> [Text provided]
--- BEGIN ---
I don’t know what came first, my love for high-stress working environments, or my inability to deal with downtime. For instance, when I am spending time with her, or just with our friends in general, she know the gears in my head are always turning.

“What could I be doing for my work that I am not doing right now?”

“Should I start this new project?”

“What about that thing I got in my email? I really need to get back to the guy who emailed me about that one thing.”

This has zero to do with the company I am with, I love all my friends and family, and I want to be present with them. But that isn’t always possible with me. It feels as if my wiring is a bit off because I prefer to be working on things alone in a room with a keyboard and iPad over relaxing and putting my feet up after my full-time job. Even if there is a little bit of gas left in me, I have to keep going until I hit empty.

I am what some people call a “workaholic”. Now, I know that I need to work on this, but I also know that I love all the projects and work I do outside of my full-time job. I love having two podcasts, a blog, a weekly email newsletter, and a slack community that people can connect with me on 24/7. All of these things make me happy, and the culmination of them all gives me that sense of high-stress I thrive in.

But this is all about stress, not overwhelm. I rarely felt overwhelm in the multitude of tasks and projects I had to do at work and on the side. The bottom never fell out from under me when I was handling all these things.

I wasn’t always like this though, in fact I was a person that was very hard to motivate to do anything. I was always creative, but I never sought to pursue my creative ideas into something tangible. I was overwhelmed.

Instead of working on things that I could do, I would sit around and make lists of dreams I had, goals I wanted to accomplish, and ideas for creative projects. I was just creating this long list of things I either couldn’t, or didn’t want to pursue. I couldn’t because I either didn’t have people willing to work with me on it, or I didn’t want to because that involved a lot of work. Work I didn’t know was possible from me. The list grew as if it had Giantism. This list haunted me for quite some time as a quiet nagging thought that always itched, but could never be scratched. Eventually that list became the size of a short novel.

With all these dreams and goals I had, I eventually began to realize all the small things I could be doing but that I’m not doing. This list of things I am not doing became my true source of overwhelm. It was a list hanging over me like a boulder 20 stories above me wrapped in twine, ready to break any second. I had the grandiose ideas to make films, write a book, finish a movie script, and create something beloved by all. If only I was good enough. If only I had what it takes. I shouldn’t even bother trying, I will only hate it. This was my feedback loop, and it was the source of my overwhelm and stress simultaneously.
--- END ---
> [Record set]
--- BEGIN ---
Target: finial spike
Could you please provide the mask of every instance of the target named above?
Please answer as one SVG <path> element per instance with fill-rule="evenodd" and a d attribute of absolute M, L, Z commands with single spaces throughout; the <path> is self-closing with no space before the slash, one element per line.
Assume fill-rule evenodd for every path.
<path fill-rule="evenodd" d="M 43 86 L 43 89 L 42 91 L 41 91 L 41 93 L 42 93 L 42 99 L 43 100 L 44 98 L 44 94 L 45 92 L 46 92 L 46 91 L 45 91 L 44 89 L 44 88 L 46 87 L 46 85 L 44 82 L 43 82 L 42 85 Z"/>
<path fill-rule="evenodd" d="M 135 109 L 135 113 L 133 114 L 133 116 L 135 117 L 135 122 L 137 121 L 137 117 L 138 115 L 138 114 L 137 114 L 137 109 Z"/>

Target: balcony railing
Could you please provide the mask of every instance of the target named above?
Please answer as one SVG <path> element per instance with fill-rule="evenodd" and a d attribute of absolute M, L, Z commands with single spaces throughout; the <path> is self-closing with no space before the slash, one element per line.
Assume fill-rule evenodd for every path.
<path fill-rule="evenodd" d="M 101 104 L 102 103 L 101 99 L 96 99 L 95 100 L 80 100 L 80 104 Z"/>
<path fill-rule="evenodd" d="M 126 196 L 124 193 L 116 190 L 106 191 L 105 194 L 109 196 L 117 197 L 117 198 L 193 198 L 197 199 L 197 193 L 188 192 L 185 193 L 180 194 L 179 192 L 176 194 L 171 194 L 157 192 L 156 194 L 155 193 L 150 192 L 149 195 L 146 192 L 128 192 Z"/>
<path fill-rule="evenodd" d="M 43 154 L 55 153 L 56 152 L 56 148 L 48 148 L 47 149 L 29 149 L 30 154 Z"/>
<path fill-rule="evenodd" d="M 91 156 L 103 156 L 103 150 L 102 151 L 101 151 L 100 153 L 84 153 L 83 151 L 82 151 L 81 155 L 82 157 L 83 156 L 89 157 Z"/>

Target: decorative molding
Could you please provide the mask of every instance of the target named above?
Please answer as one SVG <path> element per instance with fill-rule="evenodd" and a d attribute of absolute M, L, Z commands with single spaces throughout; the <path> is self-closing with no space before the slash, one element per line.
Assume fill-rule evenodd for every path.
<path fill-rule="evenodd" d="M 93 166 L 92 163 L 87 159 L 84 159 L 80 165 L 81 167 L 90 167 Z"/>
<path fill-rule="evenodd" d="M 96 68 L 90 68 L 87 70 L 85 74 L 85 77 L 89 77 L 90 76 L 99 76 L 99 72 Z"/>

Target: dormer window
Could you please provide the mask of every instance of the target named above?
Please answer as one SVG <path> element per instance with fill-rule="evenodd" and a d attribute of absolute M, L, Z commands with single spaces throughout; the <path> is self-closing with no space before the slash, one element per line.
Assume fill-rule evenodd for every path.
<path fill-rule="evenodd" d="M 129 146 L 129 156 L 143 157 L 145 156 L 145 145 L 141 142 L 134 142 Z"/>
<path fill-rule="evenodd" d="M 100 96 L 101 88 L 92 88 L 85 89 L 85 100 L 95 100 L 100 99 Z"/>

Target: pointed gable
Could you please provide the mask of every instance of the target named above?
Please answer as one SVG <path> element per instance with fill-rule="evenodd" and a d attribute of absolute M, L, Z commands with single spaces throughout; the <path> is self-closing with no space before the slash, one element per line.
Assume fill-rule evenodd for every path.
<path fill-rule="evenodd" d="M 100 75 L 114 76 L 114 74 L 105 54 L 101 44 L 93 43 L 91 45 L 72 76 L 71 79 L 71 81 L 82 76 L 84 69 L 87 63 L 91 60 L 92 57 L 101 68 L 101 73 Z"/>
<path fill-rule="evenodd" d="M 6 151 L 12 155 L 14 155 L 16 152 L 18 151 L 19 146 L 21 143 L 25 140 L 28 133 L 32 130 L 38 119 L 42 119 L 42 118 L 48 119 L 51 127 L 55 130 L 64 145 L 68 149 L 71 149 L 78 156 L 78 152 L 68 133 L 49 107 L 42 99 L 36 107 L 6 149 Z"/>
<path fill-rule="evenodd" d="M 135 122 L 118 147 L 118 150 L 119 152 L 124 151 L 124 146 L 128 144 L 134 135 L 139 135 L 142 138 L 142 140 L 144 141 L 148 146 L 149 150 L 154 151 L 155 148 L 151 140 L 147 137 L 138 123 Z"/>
--- END ---
--- BEGIN ---
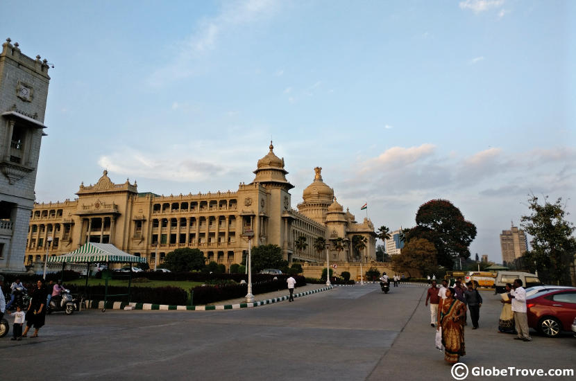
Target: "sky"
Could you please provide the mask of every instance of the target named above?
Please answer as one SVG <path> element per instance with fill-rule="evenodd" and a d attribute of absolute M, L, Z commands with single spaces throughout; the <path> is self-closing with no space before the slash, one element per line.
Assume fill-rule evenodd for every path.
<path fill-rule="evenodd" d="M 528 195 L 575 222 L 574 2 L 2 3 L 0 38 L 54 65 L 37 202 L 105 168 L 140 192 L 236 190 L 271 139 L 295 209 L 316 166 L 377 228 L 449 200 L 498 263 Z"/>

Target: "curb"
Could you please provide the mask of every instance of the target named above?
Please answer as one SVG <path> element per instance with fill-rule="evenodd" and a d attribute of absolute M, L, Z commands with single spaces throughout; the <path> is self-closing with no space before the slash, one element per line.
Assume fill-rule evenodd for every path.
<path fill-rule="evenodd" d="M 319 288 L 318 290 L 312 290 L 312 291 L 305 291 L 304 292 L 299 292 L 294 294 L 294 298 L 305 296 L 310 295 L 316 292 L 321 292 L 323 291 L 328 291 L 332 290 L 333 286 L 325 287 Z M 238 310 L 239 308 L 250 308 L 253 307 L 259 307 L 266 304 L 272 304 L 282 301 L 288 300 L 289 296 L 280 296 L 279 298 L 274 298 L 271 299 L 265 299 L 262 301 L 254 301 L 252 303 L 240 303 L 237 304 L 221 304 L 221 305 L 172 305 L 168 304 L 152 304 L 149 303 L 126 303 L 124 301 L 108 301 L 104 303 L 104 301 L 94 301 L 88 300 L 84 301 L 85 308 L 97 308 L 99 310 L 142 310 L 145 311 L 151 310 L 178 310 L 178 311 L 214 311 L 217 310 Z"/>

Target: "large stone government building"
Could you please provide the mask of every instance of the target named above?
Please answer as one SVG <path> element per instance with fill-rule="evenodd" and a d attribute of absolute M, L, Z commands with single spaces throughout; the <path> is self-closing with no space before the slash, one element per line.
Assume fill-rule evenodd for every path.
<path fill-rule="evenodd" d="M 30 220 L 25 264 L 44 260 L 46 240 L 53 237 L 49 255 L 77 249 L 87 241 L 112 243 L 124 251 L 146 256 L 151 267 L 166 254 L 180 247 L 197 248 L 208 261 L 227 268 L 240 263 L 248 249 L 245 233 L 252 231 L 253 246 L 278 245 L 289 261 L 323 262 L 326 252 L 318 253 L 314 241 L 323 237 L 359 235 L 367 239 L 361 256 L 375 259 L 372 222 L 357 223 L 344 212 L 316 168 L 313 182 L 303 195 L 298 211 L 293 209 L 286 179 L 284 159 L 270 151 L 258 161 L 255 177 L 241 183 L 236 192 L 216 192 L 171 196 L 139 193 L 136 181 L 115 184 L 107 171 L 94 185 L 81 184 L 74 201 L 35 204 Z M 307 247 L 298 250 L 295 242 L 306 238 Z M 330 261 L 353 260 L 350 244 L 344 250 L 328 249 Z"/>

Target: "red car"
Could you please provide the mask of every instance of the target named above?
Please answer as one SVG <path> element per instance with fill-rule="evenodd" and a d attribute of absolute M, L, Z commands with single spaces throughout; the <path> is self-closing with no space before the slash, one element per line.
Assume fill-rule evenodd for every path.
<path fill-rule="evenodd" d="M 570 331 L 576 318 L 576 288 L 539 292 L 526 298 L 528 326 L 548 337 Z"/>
--- END ---
--- BEGIN ---
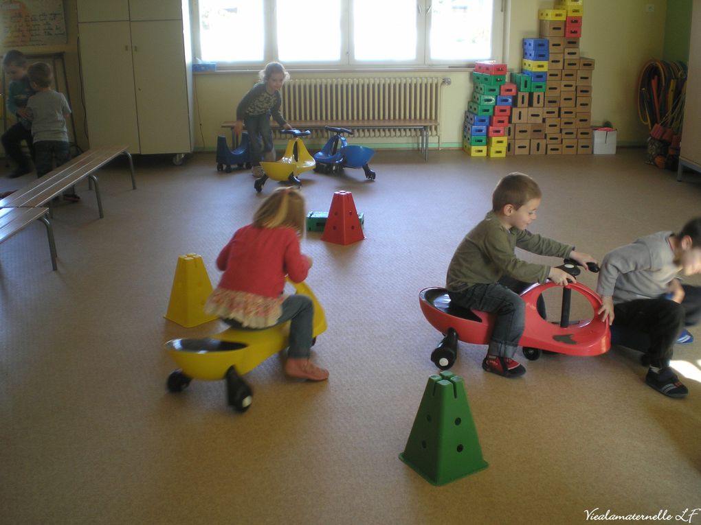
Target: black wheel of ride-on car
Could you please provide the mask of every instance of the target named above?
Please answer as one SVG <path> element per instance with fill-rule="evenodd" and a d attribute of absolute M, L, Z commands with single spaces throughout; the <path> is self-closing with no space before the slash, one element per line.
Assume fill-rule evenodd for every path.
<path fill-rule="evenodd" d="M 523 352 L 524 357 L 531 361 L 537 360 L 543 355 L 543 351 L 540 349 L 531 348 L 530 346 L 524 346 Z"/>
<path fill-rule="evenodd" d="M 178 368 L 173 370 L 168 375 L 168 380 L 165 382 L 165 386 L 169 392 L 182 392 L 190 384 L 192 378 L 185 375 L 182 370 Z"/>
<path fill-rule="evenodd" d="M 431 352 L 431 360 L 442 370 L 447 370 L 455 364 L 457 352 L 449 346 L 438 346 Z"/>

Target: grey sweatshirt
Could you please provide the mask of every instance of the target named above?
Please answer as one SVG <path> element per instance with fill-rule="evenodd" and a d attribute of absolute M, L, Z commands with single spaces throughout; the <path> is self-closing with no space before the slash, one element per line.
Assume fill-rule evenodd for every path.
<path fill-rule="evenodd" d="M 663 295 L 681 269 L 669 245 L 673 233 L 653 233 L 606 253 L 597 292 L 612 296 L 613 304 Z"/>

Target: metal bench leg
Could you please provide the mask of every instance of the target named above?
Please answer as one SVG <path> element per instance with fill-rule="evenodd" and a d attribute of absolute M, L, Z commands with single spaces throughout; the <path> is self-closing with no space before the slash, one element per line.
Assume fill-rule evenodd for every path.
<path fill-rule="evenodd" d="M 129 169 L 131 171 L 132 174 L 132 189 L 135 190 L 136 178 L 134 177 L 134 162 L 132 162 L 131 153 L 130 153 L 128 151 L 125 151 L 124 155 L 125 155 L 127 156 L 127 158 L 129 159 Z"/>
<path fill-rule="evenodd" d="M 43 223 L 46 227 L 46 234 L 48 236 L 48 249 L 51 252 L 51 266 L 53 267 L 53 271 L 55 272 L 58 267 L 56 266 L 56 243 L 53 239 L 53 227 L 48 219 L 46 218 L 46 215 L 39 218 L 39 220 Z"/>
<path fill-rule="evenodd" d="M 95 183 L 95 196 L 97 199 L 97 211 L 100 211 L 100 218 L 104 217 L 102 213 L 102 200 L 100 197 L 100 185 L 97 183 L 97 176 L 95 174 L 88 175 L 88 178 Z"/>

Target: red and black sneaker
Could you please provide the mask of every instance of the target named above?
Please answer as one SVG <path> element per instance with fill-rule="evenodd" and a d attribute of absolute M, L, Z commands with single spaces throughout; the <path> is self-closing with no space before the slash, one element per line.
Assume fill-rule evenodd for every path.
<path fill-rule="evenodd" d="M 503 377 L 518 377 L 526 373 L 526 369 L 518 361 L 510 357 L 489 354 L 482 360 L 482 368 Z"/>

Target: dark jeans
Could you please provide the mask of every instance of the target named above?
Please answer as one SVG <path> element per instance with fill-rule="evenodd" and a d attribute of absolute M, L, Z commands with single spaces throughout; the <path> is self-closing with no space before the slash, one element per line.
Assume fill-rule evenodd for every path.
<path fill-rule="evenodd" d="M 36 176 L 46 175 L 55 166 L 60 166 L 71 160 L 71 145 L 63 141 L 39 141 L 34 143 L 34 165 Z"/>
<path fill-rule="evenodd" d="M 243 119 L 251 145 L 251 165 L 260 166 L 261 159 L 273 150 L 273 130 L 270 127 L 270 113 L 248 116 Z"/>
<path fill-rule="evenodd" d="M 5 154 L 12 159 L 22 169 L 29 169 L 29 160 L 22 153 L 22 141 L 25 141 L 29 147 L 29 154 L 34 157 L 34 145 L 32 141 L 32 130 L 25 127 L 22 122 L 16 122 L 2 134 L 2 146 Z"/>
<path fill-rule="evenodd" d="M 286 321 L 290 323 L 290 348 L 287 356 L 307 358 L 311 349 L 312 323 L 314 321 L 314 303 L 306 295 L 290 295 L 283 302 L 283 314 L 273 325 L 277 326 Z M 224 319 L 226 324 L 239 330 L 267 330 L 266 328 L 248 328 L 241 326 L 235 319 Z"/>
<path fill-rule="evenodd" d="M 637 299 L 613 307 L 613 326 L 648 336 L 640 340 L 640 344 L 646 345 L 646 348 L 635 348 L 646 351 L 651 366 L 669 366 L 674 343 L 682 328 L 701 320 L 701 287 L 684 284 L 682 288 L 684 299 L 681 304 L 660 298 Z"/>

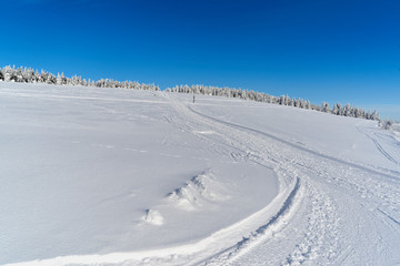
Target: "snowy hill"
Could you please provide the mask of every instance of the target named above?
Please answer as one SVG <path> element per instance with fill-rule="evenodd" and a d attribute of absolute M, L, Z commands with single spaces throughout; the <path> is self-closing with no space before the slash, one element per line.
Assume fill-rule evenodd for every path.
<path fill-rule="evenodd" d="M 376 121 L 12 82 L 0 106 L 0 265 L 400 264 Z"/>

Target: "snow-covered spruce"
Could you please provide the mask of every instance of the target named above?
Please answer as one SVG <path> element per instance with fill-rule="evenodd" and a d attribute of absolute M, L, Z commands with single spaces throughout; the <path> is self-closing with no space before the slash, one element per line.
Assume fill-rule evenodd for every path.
--- END ---
> [Objective] Swap "short novel" for "small encyclopedia" and write out the workaholism essay from "I wasn’t always" to "a short novel.". The material is unrelated to the essay.

> [Correct response]
I wasn’t always like this though, in fact I was a person that was very hard to motivate to do anything. I was always creative, but I never sought to pursue my creative ideas into something tangible. I was overwhelmed.

Instead of working on things that I could do, I would sit around and make lists of dreams I had, goals I wanted to accomplish, and ideas for creative projects. I was just creating this long list of things I either couldn’t, or didn’t want to pursue. I couldn’t because I either didn’t have people willing to work with me on it, or I didn’t want to because that involved a lot of work. Work I didn’t know was possible from me. The list grew as if it had Giantism. This list haunted me for quite some time as a quiet nagging thought that always itched, but could never be scratched. Eventually that list became the size of a small encyclopedia.